Document section —
Charley "Chuck" Barrett (November 3, 1893 – May 21, 1924) was an American football player. He was the consensus All-American quarterback in 1914 and 1915 while playing for Cornell University and led Cornell to an undefeated season and national championship in 1915. He was elected to the College Football Hall of Fame in 1958.

==Early life==
Barrett was born in Bellevue, Pennsylvania, and raised in Cleveland, Ohio. He attended the University School in Cleveland before enrolling at Cornell University.

==Cornell==
At Cornell, Barrett was quarterback for the football team and a pitcher for the baseball team. He was Cornell's quarterback from 1913 to 1915 where he developed a reputation as "a real triple threat man" who kept opponents guessing, with his talents as a rusher, passer and kicker. He led Cornell to a record of 8–2 in 1914 and 9–0 in 1915. The undefeated 1915 team was recognized as the national football champion and became known as "the 'Big Red' machine."

In Barrett's final college football game, Cornell trailed the Penn by a score of 9–0, but Barrett scored 24 points to lead the Big Red to a 24–9 victory. He scored on runs of 40, 25 and three yards and drop-kicked a field goal and three extra points. Barrett was selected as the consensus first-team All-American quarterback in both 1914 and 1915. He was also selected by his teammates as the captain of the 1915 football team. The New York Times called him "the greatest football player ever developed at Cornell."

Barrett had difficulties keeping up with his classwork as a mechanical engineering student and was placed on academic probation in February 1915. The probation was removed in time for Barrett to play for the football team in the fall of 1915. In February 1916, Barrett was "busted out" of Cornell's College of Mechanical Engineering for failure to meet his scholastic requirements.

Recorded information —
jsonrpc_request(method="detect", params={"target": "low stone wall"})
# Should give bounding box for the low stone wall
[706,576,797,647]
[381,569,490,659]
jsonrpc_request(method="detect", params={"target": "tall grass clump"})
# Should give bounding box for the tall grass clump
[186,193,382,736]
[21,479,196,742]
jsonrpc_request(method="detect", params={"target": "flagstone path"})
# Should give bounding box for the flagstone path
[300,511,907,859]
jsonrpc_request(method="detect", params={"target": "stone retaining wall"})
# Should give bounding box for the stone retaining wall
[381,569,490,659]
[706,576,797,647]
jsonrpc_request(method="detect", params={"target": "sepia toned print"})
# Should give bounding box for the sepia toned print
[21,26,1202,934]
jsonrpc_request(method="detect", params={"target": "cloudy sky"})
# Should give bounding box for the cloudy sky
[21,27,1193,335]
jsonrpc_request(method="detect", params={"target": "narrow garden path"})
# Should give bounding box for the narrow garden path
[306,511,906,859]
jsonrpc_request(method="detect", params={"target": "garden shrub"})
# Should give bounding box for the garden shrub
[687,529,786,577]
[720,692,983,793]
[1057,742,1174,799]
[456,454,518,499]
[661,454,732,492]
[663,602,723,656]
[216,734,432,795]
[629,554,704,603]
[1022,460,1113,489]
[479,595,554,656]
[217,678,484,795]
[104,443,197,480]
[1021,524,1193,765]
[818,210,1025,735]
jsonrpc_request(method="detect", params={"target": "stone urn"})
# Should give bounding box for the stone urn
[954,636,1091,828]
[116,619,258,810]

Problem to solve —
Answer these questions using the Chuck Barrett biography.
1. In which city was Barrett raised?
2. What was the final score of Cornell's win over Penn in Barrett's last college football game?
3. In what month and year was Barrett placed on academic probation?

Response for this exercise —
1. Cleveland, Ohio
2. 24–9
3. February 1915